─── Selected extract

Obviously the lavish sets and costumes take over in fantasy land, a sort of dark psychosexual dreamland of a pervert and it makes for pretty cinema but ultimately lacking in depth and originality. It has some attractions apart from the bright colours and imaginative sets, J lo doesn’t talk much in the fantasy land and D’onofrio is the crazed villain whose moral compass and questionable actions are unbound but deep down he’s nothing much than a scared child, which is pretty convenient. One minute he’s suspending himself over video footage of dying women for fun, the next he’s hiding in a cupboard, then he’s a snake skinned king with muscular women guards and a playground of feminine bodies all caged up in their own independent sexual scenario..

For me the film was fully botoxed, it looked so stunning overall it was pretty disappointing, I feel that Cell is supposed to be this awe inspiring attempt to look into the subconscious of any depraved killer but really it’s just a feature length 90’s music video that has a lose attachment to a cop thriller that struggles in it’s own rights.

──────
─── Provided material

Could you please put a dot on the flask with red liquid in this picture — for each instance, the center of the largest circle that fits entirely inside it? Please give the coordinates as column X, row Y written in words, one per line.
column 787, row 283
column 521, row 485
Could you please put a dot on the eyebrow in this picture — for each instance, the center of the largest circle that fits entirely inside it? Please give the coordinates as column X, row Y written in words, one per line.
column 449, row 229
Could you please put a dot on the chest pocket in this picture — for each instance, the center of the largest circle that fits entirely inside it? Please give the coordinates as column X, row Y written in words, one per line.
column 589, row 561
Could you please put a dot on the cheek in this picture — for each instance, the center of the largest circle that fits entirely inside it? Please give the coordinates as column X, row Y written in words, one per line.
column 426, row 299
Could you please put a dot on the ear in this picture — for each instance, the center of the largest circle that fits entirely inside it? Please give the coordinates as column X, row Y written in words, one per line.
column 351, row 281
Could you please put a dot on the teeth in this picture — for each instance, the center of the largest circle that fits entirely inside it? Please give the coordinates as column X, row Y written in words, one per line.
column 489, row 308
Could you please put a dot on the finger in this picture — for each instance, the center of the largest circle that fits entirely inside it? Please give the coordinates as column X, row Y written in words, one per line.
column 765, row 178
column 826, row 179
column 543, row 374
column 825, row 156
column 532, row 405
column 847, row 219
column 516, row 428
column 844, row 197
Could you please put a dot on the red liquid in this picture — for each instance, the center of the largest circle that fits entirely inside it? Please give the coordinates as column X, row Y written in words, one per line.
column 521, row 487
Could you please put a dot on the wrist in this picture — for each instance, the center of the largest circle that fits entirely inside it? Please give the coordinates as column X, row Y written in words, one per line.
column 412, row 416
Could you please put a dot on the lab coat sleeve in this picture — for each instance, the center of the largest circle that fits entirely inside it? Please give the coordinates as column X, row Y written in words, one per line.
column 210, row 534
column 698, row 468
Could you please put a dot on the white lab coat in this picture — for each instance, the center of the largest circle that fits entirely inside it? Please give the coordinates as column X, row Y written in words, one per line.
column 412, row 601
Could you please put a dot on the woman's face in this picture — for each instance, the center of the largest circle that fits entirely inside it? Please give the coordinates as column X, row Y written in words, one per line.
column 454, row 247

──────

*Exercise set*
1 – Using the film review, answer each question below:
(a) According to the review, what does J lo not do much of in the fantasy land?
(b) Who is named as the crazed villain?
(c) What does the review say the film really is, at feature length?
2 – Reproduce word for word the part of the film review starting with "Obviously the lavish" and going on through "independent sexual scenario..".

*Task responses*
1 –
(a) Talk.
(b) D'onofrio.
(c) A 90's music video.

2 –
Obviously the lavish sets and costumes take over in fantasy land, a sort of dark psychosexual dreamland of a pervert and it makes for pretty cinema but ultimately lacking in depth and originality. It has some attractions apart from the bright colours and imaginative sets, J lo doesn’t talk much in the fantasy land and D’onofrio is the crazed villain whose moral compass and questionable actions are unbound but deep down he’s nothing much than a scared child, which is pretty convenient. One minute he’s suspending himself over video footage of dying women for fun, the next he’s hiding in a cupboard, then he’s a snake skinned king with muscular women guards and a playground of feminine bodies all caged up in their own independent sexual scenario..